PROBLEM DESCRIPTION: Could you set down, exactly as they stand, only the lines from the one containing "Target: brown leather suitcase" through the end of the listing?

INPUT DATA:
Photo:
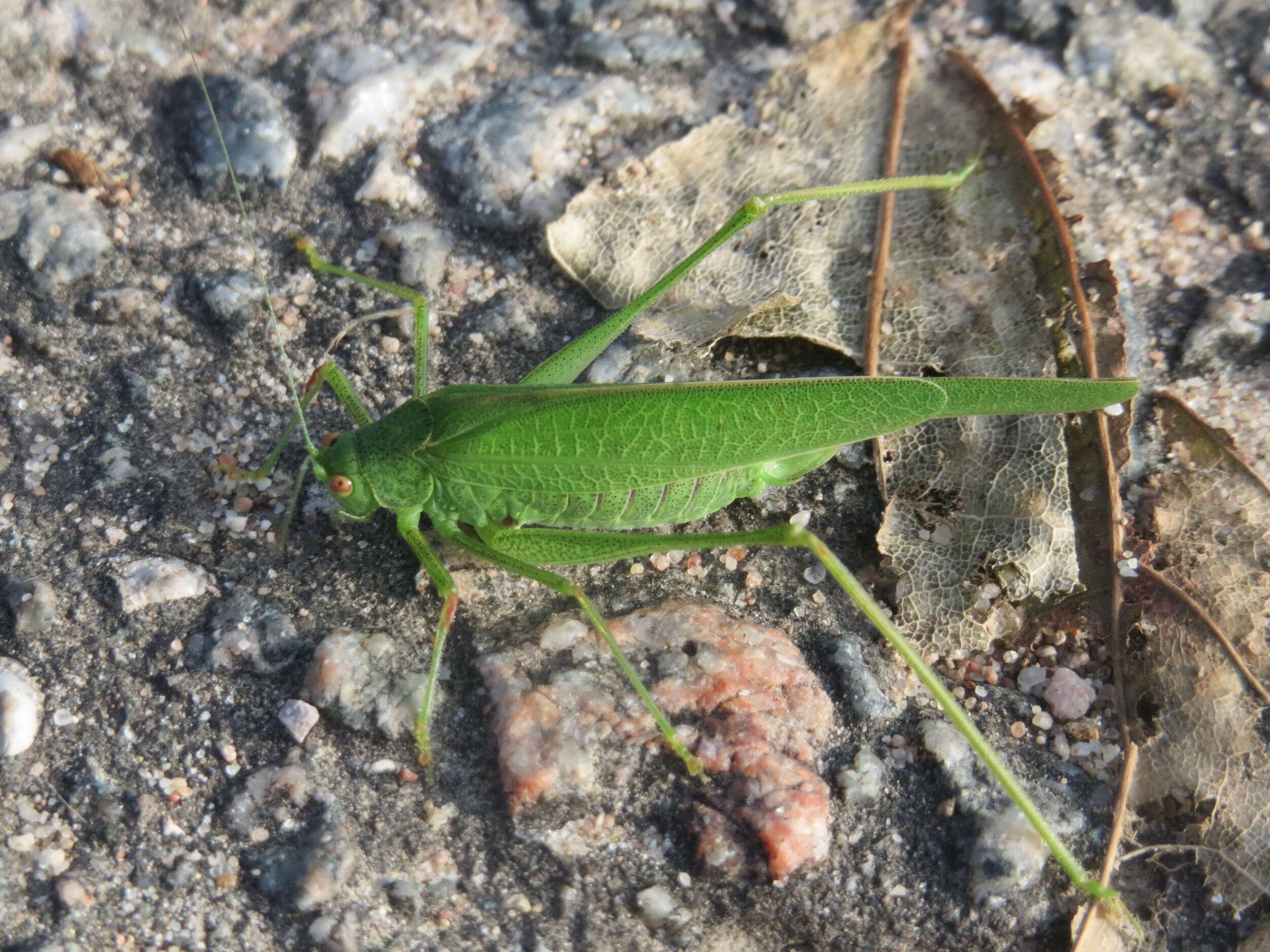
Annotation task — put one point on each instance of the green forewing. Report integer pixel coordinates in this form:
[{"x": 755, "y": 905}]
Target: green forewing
[{"x": 615, "y": 438}]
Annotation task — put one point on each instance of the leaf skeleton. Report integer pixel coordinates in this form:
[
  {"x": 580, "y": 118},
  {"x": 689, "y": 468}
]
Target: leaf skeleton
[{"x": 553, "y": 473}]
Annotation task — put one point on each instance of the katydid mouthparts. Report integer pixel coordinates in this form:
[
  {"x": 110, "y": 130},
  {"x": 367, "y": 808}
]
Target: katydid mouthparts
[{"x": 552, "y": 473}]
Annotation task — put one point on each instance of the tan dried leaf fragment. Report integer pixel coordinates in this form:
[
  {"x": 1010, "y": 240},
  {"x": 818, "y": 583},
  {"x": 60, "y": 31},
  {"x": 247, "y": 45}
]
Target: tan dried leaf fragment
[{"x": 1210, "y": 521}]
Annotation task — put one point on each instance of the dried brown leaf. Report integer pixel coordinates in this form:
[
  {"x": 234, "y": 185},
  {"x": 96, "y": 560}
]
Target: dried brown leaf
[
  {"x": 968, "y": 292},
  {"x": 1208, "y": 519}
]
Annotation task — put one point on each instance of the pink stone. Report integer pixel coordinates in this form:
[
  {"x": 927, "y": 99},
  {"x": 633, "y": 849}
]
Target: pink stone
[
  {"x": 1068, "y": 695},
  {"x": 755, "y": 715}
]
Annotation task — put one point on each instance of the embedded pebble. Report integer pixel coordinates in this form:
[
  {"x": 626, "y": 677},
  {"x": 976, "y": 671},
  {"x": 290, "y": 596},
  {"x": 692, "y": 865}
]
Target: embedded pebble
[
  {"x": 656, "y": 905},
  {"x": 659, "y": 50},
  {"x": 1131, "y": 54},
  {"x": 117, "y": 469},
  {"x": 255, "y": 126},
  {"x": 291, "y": 782},
  {"x": 359, "y": 95},
  {"x": 72, "y": 893},
  {"x": 562, "y": 633},
  {"x": 52, "y": 861},
  {"x": 232, "y": 301},
  {"x": 602, "y": 49},
  {"x": 1068, "y": 695},
  {"x": 511, "y": 155},
  {"x": 60, "y": 237},
  {"x": 245, "y": 630},
  {"x": 299, "y": 717},
  {"x": 1007, "y": 853},
  {"x": 868, "y": 700},
  {"x": 21, "y": 707},
  {"x": 32, "y": 602},
  {"x": 19, "y": 144},
  {"x": 336, "y": 933},
  {"x": 865, "y": 782},
  {"x": 1032, "y": 678},
  {"x": 110, "y": 305},
  {"x": 348, "y": 678},
  {"x": 763, "y": 716},
  {"x": 388, "y": 182},
  {"x": 154, "y": 580},
  {"x": 509, "y": 320},
  {"x": 425, "y": 249},
  {"x": 1227, "y": 334}
]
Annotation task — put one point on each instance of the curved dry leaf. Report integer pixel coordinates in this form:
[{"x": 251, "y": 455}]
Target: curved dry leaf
[
  {"x": 983, "y": 499},
  {"x": 1210, "y": 522}
]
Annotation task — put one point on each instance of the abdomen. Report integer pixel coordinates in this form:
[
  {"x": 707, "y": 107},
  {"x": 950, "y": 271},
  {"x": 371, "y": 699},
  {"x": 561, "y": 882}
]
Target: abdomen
[{"x": 638, "y": 508}]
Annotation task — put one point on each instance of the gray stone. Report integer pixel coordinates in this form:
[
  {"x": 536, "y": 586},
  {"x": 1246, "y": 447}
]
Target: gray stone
[
  {"x": 256, "y": 133},
  {"x": 60, "y": 237}
]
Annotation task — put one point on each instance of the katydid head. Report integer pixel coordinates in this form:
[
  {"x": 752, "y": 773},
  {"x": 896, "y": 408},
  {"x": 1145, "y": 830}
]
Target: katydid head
[{"x": 337, "y": 465}]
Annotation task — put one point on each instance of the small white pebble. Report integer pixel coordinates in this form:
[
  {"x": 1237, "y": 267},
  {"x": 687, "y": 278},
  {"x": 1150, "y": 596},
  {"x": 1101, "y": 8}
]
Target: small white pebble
[
  {"x": 656, "y": 905},
  {"x": 299, "y": 717}
]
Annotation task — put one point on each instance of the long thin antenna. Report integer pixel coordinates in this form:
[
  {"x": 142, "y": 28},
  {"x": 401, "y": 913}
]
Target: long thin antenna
[{"x": 250, "y": 237}]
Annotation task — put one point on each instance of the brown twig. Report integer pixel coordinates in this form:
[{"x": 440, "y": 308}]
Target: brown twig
[
  {"x": 1178, "y": 592},
  {"x": 1089, "y": 353},
  {"x": 885, "y": 220},
  {"x": 1118, "y": 823}
]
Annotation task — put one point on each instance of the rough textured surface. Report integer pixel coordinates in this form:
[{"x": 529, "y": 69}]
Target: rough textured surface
[
  {"x": 741, "y": 695},
  {"x": 122, "y": 404}
]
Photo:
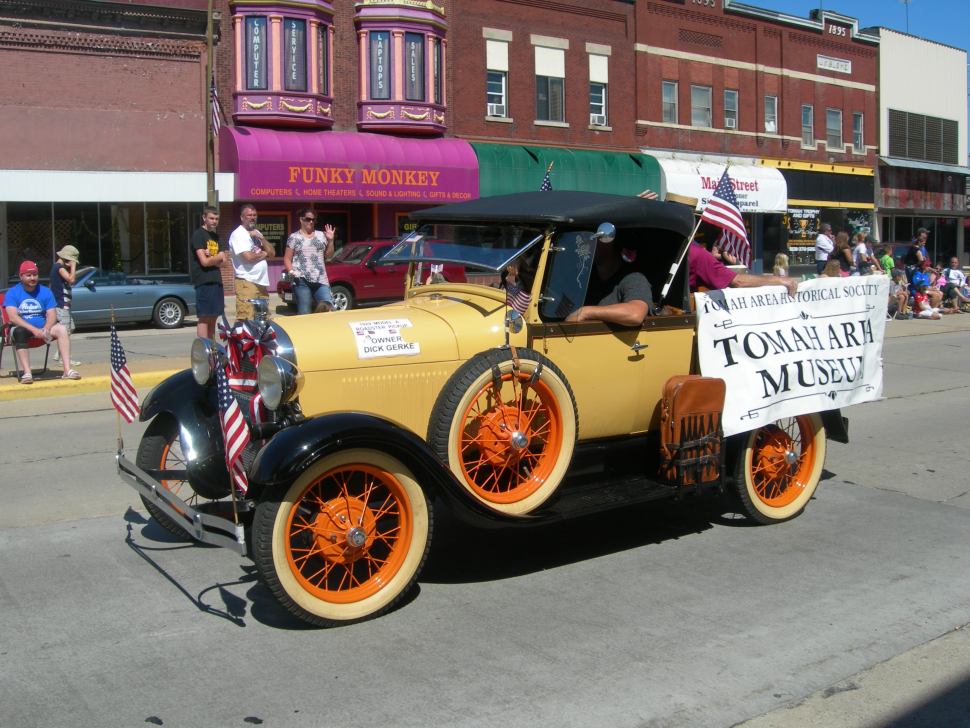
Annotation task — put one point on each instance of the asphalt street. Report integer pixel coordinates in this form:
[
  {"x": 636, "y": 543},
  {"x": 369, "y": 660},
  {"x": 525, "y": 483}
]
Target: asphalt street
[{"x": 676, "y": 614}]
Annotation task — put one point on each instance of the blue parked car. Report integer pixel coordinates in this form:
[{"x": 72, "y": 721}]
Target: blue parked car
[{"x": 135, "y": 299}]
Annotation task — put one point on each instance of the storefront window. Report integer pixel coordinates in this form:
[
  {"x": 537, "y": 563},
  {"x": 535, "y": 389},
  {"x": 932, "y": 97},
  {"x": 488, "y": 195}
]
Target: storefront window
[
  {"x": 256, "y": 42},
  {"x": 29, "y": 236},
  {"x": 165, "y": 235},
  {"x": 380, "y": 64},
  {"x": 127, "y": 237},
  {"x": 294, "y": 54}
]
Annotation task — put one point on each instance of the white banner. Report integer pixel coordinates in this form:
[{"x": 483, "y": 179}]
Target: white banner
[
  {"x": 758, "y": 189},
  {"x": 782, "y": 356}
]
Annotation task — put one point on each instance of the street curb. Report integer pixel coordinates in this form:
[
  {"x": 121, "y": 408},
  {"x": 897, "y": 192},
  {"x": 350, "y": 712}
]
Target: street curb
[{"x": 64, "y": 387}]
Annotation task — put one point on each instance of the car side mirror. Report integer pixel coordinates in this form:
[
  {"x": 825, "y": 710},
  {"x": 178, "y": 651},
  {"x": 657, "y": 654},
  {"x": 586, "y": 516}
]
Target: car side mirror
[{"x": 606, "y": 232}]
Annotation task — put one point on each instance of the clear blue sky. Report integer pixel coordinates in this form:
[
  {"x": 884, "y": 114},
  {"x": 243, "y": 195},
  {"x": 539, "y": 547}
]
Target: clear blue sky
[{"x": 945, "y": 21}]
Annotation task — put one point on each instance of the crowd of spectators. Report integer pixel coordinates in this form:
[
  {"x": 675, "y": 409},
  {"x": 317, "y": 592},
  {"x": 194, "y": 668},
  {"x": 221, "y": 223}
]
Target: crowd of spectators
[{"x": 919, "y": 289}]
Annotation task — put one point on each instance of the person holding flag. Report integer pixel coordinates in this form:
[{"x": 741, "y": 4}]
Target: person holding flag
[{"x": 706, "y": 272}]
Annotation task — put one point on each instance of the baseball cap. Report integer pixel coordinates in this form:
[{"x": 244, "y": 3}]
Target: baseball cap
[{"x": 69, "y": 252}]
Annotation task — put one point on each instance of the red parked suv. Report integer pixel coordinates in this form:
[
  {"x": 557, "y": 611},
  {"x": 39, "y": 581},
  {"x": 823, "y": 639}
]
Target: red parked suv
[{"x": 357, "y": 280}]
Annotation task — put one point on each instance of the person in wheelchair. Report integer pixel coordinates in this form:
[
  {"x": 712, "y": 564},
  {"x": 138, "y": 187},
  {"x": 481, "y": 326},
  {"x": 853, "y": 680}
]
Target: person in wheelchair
[{"x": 617, "y": 293}]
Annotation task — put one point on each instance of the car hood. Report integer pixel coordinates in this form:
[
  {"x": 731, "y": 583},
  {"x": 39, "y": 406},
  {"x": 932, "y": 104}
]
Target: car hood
[{"x": 420, "y": 330}]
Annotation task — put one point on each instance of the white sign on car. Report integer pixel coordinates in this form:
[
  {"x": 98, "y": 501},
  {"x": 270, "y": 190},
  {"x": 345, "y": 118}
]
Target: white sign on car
[
  {"x": 782, "y": 356},
  {"x": 383, "y": 338}
]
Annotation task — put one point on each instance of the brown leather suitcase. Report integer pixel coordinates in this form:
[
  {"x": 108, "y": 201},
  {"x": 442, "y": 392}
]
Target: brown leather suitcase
[{"x": 691, "y": 451}]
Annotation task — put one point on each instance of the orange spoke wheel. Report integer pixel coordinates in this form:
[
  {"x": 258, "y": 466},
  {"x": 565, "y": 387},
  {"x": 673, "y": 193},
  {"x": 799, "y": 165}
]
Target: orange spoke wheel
[
  {"x": 779, "y": 467},
  {"x": 506, "y": 430},
  {"x": 346, "y": 540},
  {"x": 160, "y": 449}
]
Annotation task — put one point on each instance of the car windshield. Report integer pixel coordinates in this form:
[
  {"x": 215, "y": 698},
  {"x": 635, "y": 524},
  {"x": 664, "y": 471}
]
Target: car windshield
[
  {"x": 487, "y": 247},
  {"x": 353, "y": 253}
]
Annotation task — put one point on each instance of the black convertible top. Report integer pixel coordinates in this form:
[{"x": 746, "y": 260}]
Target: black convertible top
[{"x": 587, "y": 209}]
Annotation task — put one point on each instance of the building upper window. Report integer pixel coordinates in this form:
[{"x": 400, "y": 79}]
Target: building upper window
[
  {"x": 402, "y": 64},
  {"x": 599, "y": 76},
  {"x": 256, "y": 45},
  {"x": 670, "y": 102},
  {"x": 323, "y": 62},
  {"x": 808, "y": 125},
  {"x": 550, "y": 78},
  {"x": 700, "y": 106},
  {"x": 833, "y": 129},
  {"x": 917, "y": 136},
  {"x": 858, "y": 140},
  {"x": 730, "y": 109},
  {"x": 497, "y": 78},
  {"x": 283, "y": 63},
  {"x": 771, "y": 114},
  {"x": 597, "y": 104},
  {"x": 414, "y": 67},
  {"x": 294, "y": 54},
  {"x": 437, "y": 61},
  {"x": 380, "y": 64}
]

REPLY:
Target: brown leather suitcase
[{"x": 691, "y": 451}]
Annotation task — put one point on each instance of the orange spoke wheel. Report integer pixel coordinates in this form:
[
  {"x": 258, "y": 466},
  {"x": 565, "y": 387},
  {"x": 673, "y": 193},
  {"x": 799, "y": 165}
]
Target: orange spoke wheel
[
  {"x": 779, "y": 467},
  {"x": 506, "y": 430},
  {"x": 346, "y": 540},
  {"x": 160, "y": 449}
]
Annotation task — put one point on each instance of the car windshield. Report integer pixel coordinates in this form:
[
  {"x": 215, "y": 698},
  {"x": 635, "y": 524},
  {"x": 664, "y": 471}
]
Target: car windshield
[
  {"x": 487, "y": 247},
  {"x": 353, "y": 253}
]
Annotation task — put one point on each instance of the black convertible top. Report integer pixel coordinates in this form:
[{"x": 746, "y": 260}]
Target: black convertible top
[{"x": 587, "y": 209}]
Annotation task — put one point on each instance of the building upper window. Report integer pixel coordinates in this form:
[{"x": 400, "y": 79}]
Target: building upper window
[
  {"x": 402, "y": 64},
  {"x": 599, "y": 76},
  {"x": 256, "y": 45},
  {"x": 670, "y": 102},
  {"x": 323, "y": 62},
  {"x": 808, "y": 125},
  {"x": 550, "y": 78},
  {"x": 700, "y": 106},
  {"x": 833, "y": 129},
  {"x": 917, "y": 136},
  {"x": 858, "y": 140},
  {"x": 730, "y": 109},
  {"x": 497, "y": 78},
  {"x": 283, "y": 63},
  {"x": 771, "y": 114},
  {"x": 597, "y": 104},
  {"x": 414, "y": 67},
  {"x": 294, "y": 54},
  {"x": 437, "y": 61},
  {"x": 380, "y": 64}
]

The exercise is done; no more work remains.